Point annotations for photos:
** Start **

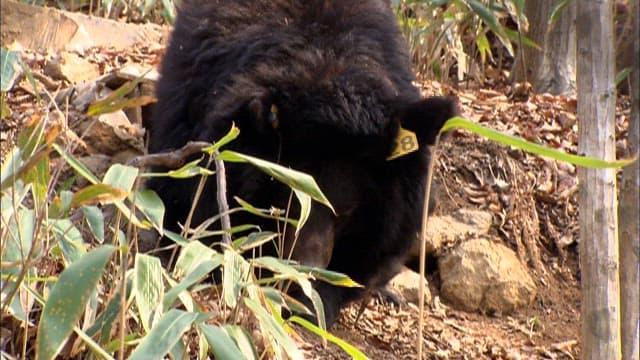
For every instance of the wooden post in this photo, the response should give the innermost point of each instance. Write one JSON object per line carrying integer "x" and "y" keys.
{"x": 629, "y": 214}
{"x": 600, "y": 332}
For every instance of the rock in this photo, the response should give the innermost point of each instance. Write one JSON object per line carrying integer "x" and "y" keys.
{"x": 97, "y": 164}
{"x": 407, "y": 284}
{"x": 487, "y": 276}
{"x": 442, "y": 230}
{"x": 73, "y": 68}
{"x": 111, "y": 134}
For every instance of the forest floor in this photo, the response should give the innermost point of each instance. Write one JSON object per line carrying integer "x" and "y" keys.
{"x": 534, "y": 204}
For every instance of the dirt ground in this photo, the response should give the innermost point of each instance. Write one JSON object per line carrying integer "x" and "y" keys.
{"x": 533, "y": 201}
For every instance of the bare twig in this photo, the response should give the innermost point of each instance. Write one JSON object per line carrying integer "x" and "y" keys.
{"x": 223, "y": 205}
{"x": 170, "y": 160}
{"x": 176, "y": 159}
{"x": 423, "y": 240}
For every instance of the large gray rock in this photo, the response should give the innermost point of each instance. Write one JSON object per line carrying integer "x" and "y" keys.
{"x": 482, "y": 275}
{"x": 447, "y": 229}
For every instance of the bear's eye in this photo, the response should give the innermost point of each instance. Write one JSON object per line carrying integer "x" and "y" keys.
{"x": 272, "y": 117}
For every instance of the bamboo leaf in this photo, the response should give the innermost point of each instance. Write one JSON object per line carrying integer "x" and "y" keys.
{"x": 67, "y": 301}
{"x": 519, "y": 143}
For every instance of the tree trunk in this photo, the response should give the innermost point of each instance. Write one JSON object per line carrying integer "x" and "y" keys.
{"x": 629, "y": 213}
{"x": 552, "y": 67}
{"x": 600, "y": 307}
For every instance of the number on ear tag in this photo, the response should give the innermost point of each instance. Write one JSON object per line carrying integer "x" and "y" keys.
{"x": 406, "y": 142}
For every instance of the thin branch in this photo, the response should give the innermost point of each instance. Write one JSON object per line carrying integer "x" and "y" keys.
{"x": 177, "y": 158}
{"x": 171, "y": 160}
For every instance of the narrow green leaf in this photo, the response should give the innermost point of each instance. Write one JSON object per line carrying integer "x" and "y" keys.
{"x": 164, "y": 335}
{"x": 97, "y": 193}
{"x": 189, "y": 170}
{"x": 202, "y": 270}
{"x": 69, "y": 239}
{"x": 332, "y": 277}
{"x": 95, "y": 220}
{"x": 67, "y": 300}
{"x": 148, "y": 288}
{"x": 235, "y": 270}
{"x": 150, "y": 204}
{"x": 275, "y": 328}
{"x": 192, "y": 254}
{"x": 253, "y": 240}
{"x": 489, "y": 18}
{"x": 121, "y": 176}
{"x": 348, "y": 348}
{"x": 590, "y": 162}
{"x": 295, "y": 179}
{"x": 284, "y": 270}
{"x": 521, "y": 38}
{"x": 555, "y": 13}
{"x": 243, "y": 340}
{"x": 221, "y": 344}
{"x": 305, "y": 209}
{"x": 230, "y": 136}
{"x": 76, "y": 165}
{"x": 5, "y": 110}
{"x": 8, "y": 69}
{"x": 265, "y": 213}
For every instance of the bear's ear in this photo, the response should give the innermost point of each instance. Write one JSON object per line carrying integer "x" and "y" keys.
{"x": 426, "y": 117}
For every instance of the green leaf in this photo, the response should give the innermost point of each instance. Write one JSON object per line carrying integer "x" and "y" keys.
{"x": 192, "y": 254}
{"x": 8, "y": 69}
{"x": 164, "y": 335}
{"x": 11, "y": 164}
{"x": 221, "y": 344}
{"x": 332, "y": 277}
{"x": 521, "y": 38}
{"x": 86, "y": 173}
{"x": 150, "y": 204}
{"x": 76, "y": 165}
{"x": 253, "y": 240}
{"x": 295, "y": 179}
{"x": 348, "y": 348}
{"x": 17, "y": 239}
{"x": 489, "y": 18}
{"x": 555, "y": 14}
{"x": 235, "y": 270}
{"x": 243, "y": 340}
{"x": 97, "y": 193}
{"x": 265, "y": 213}
{"x": 305, "y": 209}
{"x": 274, "y": 328}
{"x": 95, "y": 220}
{"x": 67, "y": 301}
{"x": 230, "y": 136}
{"x": 284, "y": 270}
{"x": 202, "y": 270}
{"x": 5, "y": 110}
{"x": 188, "y": 170}
{"x": 121, "y": 176}
{"x": 590, "y": 162}
{"x": 148, "y": 288}
{"x": 69, "y": 239}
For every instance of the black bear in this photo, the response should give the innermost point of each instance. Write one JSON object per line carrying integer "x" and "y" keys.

** End **

WHAT TO DO:
Could you recast the records above, from the line containing "For every instance of the bear's ear" through the end of the records, inclusive, as a Markdown table with columns "Row" and "Line", where each row holds a row number and one line, leaving out blank lines?

ANSWER FOR THE TASK:
| Row | Line |
|---|---|
| 1 | For every instance of the bear's ear in this photo, the response should give the innermost point of each instance. Write one JSON object per line carrying integer "x" and "y" keys. |
| 2 | {"x": 426, "y": 117} |
| 3 | For every instance of the green leaf in this photo, the response should give the innermost point of each instance. Write one JSON object per line carrying integer "x" and "y" keys. |
| 4 | {"x": 192, "y": 254} |
| 5 | {"x": 8, "y": 69} |
| 6 | {"x": 164, "y": 335} |
| 7 | {"x": 11, "y": 164} |
| 8 | {"x": 221, "y": 344} |
| 9 | {"x": 332, "y": 277} |
| 10 | {"x": 521, "y": 38} |
| 11 | {"x": 86, "y": 173} |
| 12 | {"x": 150, "y": 204} |
| 13 | {"x": 76, "y": 165} |
| 14 | {"x": 253, "y": 240} |
| 15 | {"x": 295, "y": 179} |
| 16 | {"x": 348, "y": 348} |
| 17 | {"x": 17, "y": 239} |
| 18 | {"x": 489, "y": 18} |
| 19 | {"x": 555, "y": 14} |
| 20 | {"x": 235, "y": 270} |
| 21 | {"x": 243, "y": 340} |
| 22 | {"x": 97, "y": 193} |
| 23 | {"x": 265, "y": 213} |
| 24 | {"x": 305, "y": 209} |
| 25 | {"x": 274, "y": 328} |
| 26 | {"x": 95, "y": 220} |
| 27 | {"x": 67, "y": 301} |
| 28 | {"x": 230, "y": 136} |
| 29 | {"x": 284, "y": 270} |
| 30 | {"x": 202, "y": 270} |
| 31 | {"x": 5, "y": 110} |
| 32 | {"x": 188, "y": 170} |
| 33 | {"x": 121, "y": 176} |
| 34 | {"x": 590, "y": 162} |
| 35 | {"x": 148, "y": 288} |
| 36 | {"x": 69, "y": 239} |
| 37 | For every instance of the black bear in this photo, the response should give the innermost point of each instance. Write one JSON object per line carrying integer "x" and "y" keys. |